▸ **DIRECTIONS FOR THIS TASK**
Copy out the lines from the one containing "Could you please pick out the umbro" through the final line, keeping the requests unchanged, and shift every coordinate in the answers by -116.

▸ **TASK DATA**
+++

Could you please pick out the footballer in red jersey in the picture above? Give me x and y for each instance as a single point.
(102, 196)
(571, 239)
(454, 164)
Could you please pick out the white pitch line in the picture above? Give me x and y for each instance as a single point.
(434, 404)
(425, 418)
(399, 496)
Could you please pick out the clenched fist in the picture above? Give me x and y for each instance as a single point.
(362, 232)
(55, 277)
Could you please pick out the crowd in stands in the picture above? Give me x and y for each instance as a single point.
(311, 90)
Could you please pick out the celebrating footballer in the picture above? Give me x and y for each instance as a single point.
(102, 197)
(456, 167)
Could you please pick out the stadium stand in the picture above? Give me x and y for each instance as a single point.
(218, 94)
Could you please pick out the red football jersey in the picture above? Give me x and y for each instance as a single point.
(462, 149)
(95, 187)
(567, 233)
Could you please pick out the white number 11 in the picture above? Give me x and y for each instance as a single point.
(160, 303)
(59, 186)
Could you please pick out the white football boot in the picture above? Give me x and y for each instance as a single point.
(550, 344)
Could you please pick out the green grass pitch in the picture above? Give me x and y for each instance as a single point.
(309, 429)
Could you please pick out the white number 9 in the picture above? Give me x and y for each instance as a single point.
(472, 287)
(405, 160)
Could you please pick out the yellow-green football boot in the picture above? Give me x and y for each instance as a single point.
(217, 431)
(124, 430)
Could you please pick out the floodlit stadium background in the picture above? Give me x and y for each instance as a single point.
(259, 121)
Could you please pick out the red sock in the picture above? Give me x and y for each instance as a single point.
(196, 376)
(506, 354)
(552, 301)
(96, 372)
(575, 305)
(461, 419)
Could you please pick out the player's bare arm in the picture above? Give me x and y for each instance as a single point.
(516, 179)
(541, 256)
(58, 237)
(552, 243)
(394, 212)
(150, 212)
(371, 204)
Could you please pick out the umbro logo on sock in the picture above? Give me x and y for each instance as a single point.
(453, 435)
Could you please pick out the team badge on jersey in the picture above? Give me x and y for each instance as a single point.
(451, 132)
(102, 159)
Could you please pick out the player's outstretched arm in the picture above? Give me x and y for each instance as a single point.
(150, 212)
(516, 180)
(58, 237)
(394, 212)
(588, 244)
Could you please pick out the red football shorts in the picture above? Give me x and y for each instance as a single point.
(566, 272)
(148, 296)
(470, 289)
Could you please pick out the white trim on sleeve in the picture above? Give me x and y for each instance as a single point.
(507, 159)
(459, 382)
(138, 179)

+++

▸ **SOLUTION TO THE EXERCISE**
Could you please pick out the umbro logo on sock in the picture above? Give me x and y for each instance as a single point.
(337, 319)
Could you please pick out the team badge on jersey in the picture above? Give me x and y for each instance as a single point.
(335, 16)
(-14, 43)
Could you please pick out the player's outstretched arm in the picture above? Give me x and y for each instance as a single point.
(34, 96)
(400, 64)
(-58, 121)
(278, 96)
(472, 128)
Could you please pick out the red football shorts in the picture above? Give me x and y for each instance as a single point.
(450, 156)
(32, 180)
(354, 173)
Could you please pick out the white trim on sleeve in the picture above? Give me x and y for each instance as a single point.
(391, 43)
(343, 266)
(22, 63)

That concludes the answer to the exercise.